▸ Текст документа:

<<<<

Пройдет совсем немного времени, и бор станет походить на темное скульптурное изваяние. Тогда мы отложим топоры, котелки и, позабыв о своих заботах, влезем через низкую дверь внутрь избушки, затеплим каменку, пересидев дым, и разместимся на нарах.

И вот тут-то, в тепле и покое, благодарно вспомянем Михаила Михайловича Пришвина — Михалыча, как называли его попросту лесники и охотники-старожилы. Это он проложил путь в край непуганых птиц. Отсюда покатился его волшебный колобок по местам хоженым и нехоженым, по тропам и бездорожью, глухой таежной целиной.

Художественное творчество писателя развивалось в неизменном движении к «небывалому», оно подчинялось манящим зовам дальних горизонтов. И в таком поэтическом ощущении географии содержалась особенная художественная нота, выделявшая Пришвина среди других наших писателей. В классической русской литературе часто встречаются великолепные описания охот, путешествий и дорожных впечатлений. Достаточно назвать имена С. Аксакова и И. Тургенева, Л. Толстого и И. Бунина, как тотчас же возникают образы, исполненные необычайной поэтической прелести. Русские писатели были большими любителями традиционной псовой, а также и ружейной охоты с легавой. Пришвин так и называл охоту с легавой — тургеневской.

>>>>

▸ Задание 1: Укажите количество строк в записях, содержащих слово «bread». В ответе должно быть только число.
Записи никак не связаны с текстом.

▸ Выдержка из данных:

<<<<

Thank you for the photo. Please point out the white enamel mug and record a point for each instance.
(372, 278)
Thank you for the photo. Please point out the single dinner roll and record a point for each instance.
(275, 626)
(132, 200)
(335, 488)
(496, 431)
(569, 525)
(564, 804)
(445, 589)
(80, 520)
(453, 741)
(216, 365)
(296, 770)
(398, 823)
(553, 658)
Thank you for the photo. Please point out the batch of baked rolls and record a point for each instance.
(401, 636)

>>>>
<<<<

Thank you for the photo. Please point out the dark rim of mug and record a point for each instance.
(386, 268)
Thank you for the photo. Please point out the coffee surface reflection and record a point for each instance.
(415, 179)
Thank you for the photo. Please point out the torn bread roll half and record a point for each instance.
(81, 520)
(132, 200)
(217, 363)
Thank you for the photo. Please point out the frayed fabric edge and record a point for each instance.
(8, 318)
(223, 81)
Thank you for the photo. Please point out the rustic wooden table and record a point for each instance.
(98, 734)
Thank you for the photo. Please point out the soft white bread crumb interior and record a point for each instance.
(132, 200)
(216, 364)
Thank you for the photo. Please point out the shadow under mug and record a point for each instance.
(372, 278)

>>>>

▸ Задание 2: Повторите целиком текст о Пришвине, ничего в нем не меняя.

▸ Решение задания 1: 2

▸ Решение задания 2:
Пройдет совсем немного времени, и бор станет походить на темное скульптурное изваяние. Тогда мы отложим топоры, котелки и, позабыв о своих заботах, влезем через низкую дверь внутрь избушки, затеплим каменку, пересидев дым, и разместимся на нарах.

И вот тут-то, в тепле и покое, благодарно вспомянем Михаила Михайловича Пришвина — Михалыча, как называли его попросту лесники и охотники-старожилы. Это он проложил путь в край непуганых птиц. Отсюда покатился его волшебный колобок по местам хоженым и нехоженым, по тропам и бездорожью, глухой таежной целиной.

Художественное творчество писателя развивалось в неизменном движении к «небывалому», оно подчинялось манящим зовам дальних горизонтов. И в таком поэтическом ощущении географии содержалась особенная художественная нота, выделявшая Пришвина среди других наших писателей. В классической русской литературе часто встречаются великолепные описания охот, путешествий и дорожных впечатлений. Достаточно назвать имена С. Аксакова и И. Тургенева, Л. Толстого и И. Бунина, как тотчас же возникают образы, исполненные необычайной поэтической прелести. Русские писатели были большими любителями традиционной псовой, а также и ружейной охоты с легавой. Пришвин так и называл охоту с легавой — тургеневской.